WRITTEN EXERCISE: Identify every line in the records below that contains the word "dark", matching case exactly, and copy each of those lines.

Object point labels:
----
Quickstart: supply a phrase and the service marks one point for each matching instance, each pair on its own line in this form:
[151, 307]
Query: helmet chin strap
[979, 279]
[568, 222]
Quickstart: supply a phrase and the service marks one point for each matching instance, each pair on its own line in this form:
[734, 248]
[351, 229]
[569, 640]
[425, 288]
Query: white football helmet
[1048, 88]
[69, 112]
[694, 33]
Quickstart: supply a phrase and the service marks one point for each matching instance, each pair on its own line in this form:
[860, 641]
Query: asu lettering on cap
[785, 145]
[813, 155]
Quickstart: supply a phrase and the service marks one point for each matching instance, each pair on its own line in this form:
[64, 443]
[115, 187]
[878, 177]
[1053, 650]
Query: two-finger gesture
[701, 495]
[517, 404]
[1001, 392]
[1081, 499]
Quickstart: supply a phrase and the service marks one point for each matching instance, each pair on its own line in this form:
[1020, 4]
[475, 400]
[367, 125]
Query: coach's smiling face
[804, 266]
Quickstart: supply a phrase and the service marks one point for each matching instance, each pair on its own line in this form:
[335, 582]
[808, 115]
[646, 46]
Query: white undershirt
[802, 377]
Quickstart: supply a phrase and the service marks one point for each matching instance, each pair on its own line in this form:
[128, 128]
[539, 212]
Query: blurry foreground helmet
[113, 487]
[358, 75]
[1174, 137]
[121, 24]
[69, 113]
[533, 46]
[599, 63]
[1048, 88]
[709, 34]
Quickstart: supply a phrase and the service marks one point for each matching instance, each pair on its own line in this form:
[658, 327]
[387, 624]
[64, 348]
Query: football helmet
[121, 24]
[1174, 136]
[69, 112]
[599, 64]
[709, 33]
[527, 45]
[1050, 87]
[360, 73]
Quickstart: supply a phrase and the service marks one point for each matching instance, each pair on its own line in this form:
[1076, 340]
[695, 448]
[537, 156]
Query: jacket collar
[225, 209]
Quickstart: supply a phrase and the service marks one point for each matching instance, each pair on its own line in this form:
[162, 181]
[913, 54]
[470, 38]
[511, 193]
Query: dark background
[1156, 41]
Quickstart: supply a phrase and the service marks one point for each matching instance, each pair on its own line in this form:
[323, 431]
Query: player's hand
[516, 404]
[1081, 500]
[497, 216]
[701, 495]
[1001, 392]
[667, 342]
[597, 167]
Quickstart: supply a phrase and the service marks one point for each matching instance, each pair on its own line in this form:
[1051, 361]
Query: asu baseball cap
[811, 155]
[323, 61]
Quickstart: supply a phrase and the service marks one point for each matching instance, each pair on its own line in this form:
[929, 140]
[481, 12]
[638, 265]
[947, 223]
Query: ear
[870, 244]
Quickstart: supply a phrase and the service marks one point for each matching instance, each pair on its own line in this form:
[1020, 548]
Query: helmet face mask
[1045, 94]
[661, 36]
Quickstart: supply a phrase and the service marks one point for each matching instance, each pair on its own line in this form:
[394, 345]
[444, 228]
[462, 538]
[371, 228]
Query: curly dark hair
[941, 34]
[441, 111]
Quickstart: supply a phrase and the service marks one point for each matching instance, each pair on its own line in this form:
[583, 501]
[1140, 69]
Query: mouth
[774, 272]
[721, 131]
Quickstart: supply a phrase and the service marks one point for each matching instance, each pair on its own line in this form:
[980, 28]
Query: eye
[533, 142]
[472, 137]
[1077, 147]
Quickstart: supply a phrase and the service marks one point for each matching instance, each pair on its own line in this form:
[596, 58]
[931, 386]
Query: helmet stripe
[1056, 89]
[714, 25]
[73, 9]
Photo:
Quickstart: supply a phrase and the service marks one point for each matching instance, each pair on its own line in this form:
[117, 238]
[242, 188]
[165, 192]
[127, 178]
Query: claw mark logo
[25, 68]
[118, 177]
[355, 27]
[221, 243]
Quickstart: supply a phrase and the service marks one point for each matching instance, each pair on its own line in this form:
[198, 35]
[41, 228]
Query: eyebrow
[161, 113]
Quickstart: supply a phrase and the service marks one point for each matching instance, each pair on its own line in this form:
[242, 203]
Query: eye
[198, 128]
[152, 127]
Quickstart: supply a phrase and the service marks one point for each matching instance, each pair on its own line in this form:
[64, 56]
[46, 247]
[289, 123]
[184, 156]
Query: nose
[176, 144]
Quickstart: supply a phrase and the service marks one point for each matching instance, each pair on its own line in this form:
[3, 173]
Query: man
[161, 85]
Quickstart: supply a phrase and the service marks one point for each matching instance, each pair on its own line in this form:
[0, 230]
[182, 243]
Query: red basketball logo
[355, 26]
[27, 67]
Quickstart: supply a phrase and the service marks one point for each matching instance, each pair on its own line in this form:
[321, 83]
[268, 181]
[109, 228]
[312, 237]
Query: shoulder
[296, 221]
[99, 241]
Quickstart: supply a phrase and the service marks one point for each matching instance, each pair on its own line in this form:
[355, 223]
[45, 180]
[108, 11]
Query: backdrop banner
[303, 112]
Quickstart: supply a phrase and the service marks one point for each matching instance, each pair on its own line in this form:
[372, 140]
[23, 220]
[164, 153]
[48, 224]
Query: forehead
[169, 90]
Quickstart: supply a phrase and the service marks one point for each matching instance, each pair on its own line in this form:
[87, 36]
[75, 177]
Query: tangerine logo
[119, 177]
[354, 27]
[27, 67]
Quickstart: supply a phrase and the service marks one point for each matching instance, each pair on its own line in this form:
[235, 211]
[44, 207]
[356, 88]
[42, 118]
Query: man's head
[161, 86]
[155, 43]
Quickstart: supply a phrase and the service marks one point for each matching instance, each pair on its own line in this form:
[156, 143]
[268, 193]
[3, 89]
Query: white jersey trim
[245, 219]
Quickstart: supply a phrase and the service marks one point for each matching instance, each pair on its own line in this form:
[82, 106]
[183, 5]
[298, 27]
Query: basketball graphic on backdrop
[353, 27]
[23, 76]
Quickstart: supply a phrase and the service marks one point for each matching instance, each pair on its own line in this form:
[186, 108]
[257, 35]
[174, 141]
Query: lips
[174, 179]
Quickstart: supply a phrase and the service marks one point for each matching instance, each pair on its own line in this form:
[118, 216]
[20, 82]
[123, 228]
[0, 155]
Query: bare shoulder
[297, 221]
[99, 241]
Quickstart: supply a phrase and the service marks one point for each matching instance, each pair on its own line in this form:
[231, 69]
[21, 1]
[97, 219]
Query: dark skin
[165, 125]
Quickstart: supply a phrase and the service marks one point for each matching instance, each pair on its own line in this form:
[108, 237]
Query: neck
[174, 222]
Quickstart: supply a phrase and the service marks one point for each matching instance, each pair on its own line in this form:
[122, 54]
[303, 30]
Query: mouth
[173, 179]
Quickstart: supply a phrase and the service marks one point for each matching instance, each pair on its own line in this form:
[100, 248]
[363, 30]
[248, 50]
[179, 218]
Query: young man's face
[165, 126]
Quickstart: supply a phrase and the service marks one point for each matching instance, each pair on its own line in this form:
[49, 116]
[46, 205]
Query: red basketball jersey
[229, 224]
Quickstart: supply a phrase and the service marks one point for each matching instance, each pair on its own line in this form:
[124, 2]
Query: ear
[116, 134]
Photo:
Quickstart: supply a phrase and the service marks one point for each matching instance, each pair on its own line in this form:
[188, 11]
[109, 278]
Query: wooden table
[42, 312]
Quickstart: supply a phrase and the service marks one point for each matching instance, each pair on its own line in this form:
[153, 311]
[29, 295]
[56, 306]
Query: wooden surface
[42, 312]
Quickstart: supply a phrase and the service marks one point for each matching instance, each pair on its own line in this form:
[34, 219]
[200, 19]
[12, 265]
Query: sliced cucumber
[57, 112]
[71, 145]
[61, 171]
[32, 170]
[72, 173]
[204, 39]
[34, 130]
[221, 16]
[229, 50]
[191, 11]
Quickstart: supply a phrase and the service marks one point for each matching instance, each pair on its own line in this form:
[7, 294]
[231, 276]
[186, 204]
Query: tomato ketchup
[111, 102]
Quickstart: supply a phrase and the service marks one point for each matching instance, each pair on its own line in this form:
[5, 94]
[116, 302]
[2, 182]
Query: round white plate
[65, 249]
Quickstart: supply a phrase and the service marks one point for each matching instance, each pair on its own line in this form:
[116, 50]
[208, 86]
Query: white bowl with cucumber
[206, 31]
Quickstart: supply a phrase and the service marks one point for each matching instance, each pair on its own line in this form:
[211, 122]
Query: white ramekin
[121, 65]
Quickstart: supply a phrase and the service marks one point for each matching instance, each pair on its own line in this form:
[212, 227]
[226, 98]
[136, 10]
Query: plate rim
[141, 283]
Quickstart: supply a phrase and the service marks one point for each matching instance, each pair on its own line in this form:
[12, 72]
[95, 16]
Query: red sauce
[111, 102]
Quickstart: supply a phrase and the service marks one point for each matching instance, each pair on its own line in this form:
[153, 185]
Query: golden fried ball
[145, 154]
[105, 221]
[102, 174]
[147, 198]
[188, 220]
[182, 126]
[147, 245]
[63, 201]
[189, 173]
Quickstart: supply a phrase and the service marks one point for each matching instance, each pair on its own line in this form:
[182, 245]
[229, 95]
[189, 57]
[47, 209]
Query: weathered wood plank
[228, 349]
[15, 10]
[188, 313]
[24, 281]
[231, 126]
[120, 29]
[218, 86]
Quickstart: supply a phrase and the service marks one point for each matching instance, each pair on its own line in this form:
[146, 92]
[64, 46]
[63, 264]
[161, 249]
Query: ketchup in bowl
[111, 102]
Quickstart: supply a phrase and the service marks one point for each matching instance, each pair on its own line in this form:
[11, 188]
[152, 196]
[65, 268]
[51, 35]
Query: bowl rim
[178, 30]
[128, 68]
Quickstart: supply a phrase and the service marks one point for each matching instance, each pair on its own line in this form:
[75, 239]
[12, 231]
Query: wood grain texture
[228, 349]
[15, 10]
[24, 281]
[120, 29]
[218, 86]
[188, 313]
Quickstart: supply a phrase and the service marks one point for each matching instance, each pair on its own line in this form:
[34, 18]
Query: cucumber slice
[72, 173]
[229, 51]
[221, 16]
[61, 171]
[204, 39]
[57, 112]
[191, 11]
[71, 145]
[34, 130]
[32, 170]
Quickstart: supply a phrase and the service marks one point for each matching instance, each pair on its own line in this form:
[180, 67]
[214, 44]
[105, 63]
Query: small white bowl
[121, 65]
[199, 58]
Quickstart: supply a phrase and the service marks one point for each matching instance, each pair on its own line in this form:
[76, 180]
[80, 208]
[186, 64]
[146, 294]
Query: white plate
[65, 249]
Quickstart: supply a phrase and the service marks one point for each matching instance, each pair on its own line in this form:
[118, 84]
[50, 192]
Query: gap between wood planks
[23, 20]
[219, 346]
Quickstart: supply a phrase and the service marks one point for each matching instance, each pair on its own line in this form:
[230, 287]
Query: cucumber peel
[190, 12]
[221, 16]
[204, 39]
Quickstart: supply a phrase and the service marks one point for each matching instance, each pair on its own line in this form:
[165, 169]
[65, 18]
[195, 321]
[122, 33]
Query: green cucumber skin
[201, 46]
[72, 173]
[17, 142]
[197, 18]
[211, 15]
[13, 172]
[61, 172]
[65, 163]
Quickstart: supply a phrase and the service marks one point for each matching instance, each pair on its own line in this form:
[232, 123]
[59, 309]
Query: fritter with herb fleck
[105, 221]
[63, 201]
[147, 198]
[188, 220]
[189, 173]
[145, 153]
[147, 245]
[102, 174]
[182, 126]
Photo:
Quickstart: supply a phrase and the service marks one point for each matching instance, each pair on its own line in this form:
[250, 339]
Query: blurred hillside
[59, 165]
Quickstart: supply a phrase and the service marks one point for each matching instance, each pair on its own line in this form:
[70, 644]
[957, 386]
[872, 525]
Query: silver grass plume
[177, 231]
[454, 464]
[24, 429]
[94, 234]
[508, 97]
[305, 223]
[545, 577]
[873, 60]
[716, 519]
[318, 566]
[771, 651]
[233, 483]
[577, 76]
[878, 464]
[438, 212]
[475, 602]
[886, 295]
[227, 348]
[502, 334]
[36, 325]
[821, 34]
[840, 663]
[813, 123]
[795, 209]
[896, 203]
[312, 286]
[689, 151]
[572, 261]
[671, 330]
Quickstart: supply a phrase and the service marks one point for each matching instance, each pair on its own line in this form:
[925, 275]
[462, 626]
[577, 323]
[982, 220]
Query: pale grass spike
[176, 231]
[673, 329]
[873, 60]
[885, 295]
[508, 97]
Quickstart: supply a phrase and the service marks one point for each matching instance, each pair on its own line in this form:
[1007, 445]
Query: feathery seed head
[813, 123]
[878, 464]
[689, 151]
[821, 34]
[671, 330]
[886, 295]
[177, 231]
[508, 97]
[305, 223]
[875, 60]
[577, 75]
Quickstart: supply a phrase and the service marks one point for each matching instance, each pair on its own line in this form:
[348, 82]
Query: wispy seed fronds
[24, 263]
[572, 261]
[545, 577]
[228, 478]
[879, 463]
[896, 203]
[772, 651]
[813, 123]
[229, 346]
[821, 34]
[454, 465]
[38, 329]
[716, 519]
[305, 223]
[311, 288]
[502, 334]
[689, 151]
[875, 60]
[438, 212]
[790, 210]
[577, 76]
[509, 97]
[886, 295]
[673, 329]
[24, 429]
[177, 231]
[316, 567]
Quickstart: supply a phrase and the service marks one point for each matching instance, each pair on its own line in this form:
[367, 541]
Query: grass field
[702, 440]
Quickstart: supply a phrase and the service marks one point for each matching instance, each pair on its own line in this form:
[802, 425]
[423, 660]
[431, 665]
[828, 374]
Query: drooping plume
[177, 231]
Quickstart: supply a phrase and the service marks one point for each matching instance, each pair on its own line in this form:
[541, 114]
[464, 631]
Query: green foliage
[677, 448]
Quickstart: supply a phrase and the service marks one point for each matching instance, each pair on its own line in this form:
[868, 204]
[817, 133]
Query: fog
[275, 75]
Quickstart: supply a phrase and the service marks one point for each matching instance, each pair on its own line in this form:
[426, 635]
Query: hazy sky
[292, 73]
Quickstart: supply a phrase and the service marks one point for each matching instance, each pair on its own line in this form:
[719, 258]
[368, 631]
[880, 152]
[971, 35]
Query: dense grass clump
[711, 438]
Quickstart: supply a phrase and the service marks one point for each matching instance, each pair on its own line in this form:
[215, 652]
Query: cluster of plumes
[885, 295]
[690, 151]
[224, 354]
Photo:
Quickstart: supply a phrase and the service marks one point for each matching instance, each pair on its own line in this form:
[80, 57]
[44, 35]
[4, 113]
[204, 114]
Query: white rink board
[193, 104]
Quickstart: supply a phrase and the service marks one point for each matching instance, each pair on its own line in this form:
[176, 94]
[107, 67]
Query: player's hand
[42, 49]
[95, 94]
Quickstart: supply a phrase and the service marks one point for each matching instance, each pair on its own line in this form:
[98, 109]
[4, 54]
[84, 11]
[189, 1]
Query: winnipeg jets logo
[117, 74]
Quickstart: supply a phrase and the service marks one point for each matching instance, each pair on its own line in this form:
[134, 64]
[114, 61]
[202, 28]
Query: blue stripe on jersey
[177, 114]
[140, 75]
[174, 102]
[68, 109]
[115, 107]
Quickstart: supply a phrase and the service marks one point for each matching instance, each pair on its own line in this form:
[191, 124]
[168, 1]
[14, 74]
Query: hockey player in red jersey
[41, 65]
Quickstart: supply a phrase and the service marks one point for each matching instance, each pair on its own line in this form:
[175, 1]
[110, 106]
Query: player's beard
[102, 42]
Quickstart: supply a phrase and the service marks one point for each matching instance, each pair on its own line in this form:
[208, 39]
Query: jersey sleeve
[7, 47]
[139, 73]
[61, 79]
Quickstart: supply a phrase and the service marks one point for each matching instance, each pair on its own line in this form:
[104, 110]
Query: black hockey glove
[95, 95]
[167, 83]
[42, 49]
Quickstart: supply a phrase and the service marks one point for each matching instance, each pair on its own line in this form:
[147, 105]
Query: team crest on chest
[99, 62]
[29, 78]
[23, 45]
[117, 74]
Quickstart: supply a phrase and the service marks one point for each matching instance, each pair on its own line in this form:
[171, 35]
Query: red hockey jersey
----
ANSWER TO THIS TASK:
Query: dark background
Query: curly dark hair
Query: dark skin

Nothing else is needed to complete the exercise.